EXTRACTED RECORDS
_ _ _ _ _ _ _
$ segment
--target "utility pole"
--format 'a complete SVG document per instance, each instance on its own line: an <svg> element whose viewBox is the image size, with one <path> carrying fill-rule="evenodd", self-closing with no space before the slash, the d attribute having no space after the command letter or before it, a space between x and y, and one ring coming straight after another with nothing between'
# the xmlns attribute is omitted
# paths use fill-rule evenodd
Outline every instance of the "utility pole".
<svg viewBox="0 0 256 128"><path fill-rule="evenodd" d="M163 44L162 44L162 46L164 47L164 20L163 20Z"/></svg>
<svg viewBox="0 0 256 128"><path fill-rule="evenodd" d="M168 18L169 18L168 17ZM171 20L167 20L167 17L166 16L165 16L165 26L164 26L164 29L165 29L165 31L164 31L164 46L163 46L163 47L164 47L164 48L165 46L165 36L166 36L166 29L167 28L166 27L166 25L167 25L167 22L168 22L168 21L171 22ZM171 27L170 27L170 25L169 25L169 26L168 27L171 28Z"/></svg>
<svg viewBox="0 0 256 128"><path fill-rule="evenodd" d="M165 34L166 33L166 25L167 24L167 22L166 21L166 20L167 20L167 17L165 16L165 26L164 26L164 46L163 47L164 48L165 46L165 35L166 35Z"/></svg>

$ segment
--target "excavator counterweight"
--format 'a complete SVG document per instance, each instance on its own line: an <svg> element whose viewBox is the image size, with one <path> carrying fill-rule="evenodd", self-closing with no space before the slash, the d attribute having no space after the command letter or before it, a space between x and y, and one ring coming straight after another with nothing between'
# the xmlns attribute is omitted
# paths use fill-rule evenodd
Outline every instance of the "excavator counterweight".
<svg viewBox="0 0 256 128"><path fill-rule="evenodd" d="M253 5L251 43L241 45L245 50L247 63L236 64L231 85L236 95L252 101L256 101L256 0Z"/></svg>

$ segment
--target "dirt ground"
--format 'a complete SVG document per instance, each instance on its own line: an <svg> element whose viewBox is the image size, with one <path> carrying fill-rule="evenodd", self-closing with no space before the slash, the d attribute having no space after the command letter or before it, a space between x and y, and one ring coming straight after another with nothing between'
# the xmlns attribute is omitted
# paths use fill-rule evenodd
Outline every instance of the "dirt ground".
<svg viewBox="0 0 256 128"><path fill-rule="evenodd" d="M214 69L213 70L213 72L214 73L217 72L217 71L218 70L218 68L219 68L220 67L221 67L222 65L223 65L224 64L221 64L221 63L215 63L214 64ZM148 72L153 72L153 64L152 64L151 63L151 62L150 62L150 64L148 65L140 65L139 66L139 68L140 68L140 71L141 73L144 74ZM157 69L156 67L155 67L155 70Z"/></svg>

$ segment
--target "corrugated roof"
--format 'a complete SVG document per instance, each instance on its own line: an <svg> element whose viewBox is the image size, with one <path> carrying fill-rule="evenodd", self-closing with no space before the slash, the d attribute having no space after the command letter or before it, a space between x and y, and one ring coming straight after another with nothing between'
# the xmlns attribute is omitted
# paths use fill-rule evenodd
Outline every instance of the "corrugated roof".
_ _ _ _ _ _ _
EXERCISE DETAILS
Please tally the lines above that contain the string "roof", and give only the resulting number.

THE OUTPUT
2